It is mid-morning on a Tuesday and I am at my desk trying to work. I am trying to be productive despite experiencing a constellation of physical and psychological challenges. These challenges have been part of my daily life for the last 18 months, ever since I stopped taking an antidepressant.
Though I came off my drug very slowly and carefully, withdrawal symptoms started immediately, so I knew I was in for a difficult time. People who taper down carefully hope that they will fully recover once off the drug. Sadly, that is not the case for many who end up with long term problems. Even worse, those long term problems are almost always labelled as relapse. The person is often blamed rather than asking if harm is treatment-induced.
I feel a kinship with people who have related their experiences of chronic fatigue type problems and recently reported cases of long Covid. Dealing day in and day out with long term, unexplained difficulties is exhausting and frustrating when we are not heard. George Monbiot so aptly wrote recently about the plight of those experiencing long term chronic fatigue type and post-covid problems. The science, it seems, really has very little substance when fully analysed and people have been subjected to support that may have exacerbated their problems.
I am not seeking sympathy, after all, I decided to take and to come off my antidepressant. However, I was given no warning and was not informed about the possible consequences that might be ahead. Informed consent is the patient’s right and the clinician’s responsibility. If you were prescribed an antidepressant without a discussion about the risk of withdrawal symptoms when stopping, then you didn’t get important information necessary for you to try to balance the potential benefits and risks of treatment.

**Listed entries:**
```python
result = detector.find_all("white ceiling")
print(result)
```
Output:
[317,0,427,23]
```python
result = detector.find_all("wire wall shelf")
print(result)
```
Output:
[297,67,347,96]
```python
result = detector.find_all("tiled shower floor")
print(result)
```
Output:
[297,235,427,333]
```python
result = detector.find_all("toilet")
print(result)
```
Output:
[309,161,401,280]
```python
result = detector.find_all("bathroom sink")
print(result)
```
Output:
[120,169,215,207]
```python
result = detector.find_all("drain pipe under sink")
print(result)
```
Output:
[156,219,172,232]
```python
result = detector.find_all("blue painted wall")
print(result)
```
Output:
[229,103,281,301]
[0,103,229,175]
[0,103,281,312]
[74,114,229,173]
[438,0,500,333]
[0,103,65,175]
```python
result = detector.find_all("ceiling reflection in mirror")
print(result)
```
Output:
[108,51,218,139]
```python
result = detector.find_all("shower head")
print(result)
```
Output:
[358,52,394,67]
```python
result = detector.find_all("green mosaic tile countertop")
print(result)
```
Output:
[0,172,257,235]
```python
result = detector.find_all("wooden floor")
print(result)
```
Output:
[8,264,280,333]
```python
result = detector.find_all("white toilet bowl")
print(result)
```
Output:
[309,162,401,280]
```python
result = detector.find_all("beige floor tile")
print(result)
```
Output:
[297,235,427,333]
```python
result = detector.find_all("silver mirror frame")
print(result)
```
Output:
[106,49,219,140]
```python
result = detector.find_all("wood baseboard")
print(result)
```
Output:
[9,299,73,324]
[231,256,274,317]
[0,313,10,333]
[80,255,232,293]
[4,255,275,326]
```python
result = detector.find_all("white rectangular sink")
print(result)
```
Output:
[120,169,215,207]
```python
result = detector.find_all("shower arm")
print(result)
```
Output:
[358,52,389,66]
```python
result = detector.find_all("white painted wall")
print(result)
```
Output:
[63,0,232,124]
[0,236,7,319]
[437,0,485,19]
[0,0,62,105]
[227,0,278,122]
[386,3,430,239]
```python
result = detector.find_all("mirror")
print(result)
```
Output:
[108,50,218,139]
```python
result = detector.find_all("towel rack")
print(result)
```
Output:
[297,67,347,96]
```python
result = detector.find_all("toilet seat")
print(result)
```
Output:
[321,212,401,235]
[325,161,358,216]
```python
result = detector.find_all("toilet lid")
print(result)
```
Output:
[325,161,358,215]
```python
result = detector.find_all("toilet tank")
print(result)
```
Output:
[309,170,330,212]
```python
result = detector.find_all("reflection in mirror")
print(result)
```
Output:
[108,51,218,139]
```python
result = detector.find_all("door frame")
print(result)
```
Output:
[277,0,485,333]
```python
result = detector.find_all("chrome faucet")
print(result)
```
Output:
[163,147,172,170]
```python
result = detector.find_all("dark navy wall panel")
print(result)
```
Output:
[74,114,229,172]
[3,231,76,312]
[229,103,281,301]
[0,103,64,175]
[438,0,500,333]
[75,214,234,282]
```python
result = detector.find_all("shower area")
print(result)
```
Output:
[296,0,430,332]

* * *

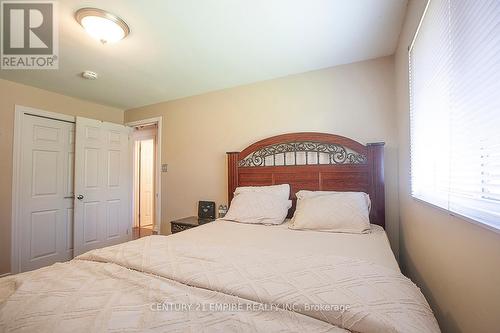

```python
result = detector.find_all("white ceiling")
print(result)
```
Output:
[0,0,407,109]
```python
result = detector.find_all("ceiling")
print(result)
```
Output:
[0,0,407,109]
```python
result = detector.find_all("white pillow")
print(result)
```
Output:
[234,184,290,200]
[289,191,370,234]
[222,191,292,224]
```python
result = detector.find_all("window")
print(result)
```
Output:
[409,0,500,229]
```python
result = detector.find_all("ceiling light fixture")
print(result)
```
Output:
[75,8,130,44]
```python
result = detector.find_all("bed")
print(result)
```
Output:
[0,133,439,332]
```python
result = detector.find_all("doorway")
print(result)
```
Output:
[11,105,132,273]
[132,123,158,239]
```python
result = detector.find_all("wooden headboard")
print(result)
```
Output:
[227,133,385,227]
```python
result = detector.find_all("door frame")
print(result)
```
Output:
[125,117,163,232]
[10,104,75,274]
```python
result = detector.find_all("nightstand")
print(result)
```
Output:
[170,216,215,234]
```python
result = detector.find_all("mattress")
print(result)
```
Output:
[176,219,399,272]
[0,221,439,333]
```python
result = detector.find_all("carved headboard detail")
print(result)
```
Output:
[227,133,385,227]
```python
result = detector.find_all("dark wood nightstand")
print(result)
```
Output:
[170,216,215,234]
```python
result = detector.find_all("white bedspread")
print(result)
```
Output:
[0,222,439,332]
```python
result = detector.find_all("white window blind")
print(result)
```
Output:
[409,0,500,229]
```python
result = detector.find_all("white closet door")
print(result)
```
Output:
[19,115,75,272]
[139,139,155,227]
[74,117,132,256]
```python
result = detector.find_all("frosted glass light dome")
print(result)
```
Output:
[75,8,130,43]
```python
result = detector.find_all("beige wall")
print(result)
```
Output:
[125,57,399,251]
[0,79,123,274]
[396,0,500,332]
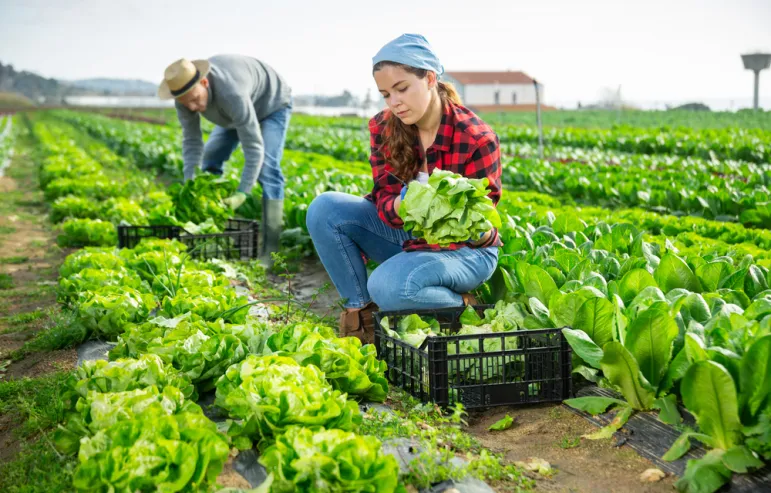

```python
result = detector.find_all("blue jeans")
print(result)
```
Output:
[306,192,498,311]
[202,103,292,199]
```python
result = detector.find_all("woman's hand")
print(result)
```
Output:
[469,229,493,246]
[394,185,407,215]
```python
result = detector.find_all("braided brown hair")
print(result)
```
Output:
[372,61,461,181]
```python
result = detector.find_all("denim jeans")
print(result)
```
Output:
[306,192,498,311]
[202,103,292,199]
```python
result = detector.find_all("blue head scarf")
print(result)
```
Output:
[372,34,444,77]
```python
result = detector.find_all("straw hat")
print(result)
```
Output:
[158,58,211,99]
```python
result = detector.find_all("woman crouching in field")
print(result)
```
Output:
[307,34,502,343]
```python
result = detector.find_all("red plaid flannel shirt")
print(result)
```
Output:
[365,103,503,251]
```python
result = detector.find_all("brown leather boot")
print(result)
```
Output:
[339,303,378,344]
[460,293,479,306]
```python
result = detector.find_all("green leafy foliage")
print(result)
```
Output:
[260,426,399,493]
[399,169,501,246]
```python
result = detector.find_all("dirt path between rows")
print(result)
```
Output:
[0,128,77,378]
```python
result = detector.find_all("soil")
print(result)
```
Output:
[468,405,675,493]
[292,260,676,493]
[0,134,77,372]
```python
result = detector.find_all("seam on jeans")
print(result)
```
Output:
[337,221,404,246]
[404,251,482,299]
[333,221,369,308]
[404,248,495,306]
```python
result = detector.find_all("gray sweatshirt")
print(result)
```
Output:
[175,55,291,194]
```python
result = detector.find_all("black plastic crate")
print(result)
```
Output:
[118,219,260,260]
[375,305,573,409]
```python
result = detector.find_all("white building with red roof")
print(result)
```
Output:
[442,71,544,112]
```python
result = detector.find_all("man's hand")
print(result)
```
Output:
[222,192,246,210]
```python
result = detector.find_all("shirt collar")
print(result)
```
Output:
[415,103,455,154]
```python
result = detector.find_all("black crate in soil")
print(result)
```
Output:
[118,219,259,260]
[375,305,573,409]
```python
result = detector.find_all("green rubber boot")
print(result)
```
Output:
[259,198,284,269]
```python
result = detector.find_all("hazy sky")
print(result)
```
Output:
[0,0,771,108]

**Apply what you read:**
1. Answer these questions from the account of antidepressant withdrawal:
(a) For how long have the challenges been part of the writer's daily life?
(b) Who wrote recently about the plight of those with long-term chronic fatigue type and post-covid problems?
(c) Whose responsibility is informed consent?
2. Echo word for word everything in the account of antidepressant withdrawal from "It is mid-morning" down to "taking an antidepressant.".

**Results for the exercise:**
1.
(a) 18 months
(b) George Monbiot
(c) The clinician's

2.
It is mid-morning on a Tuesday and I am at my desk trying to work. I am trying to be productive despite experiencing a constellation of physical and psychological challenges. These challenges have been part of my daily life for the last 18 months, ever since I stopped taking an antidepressant.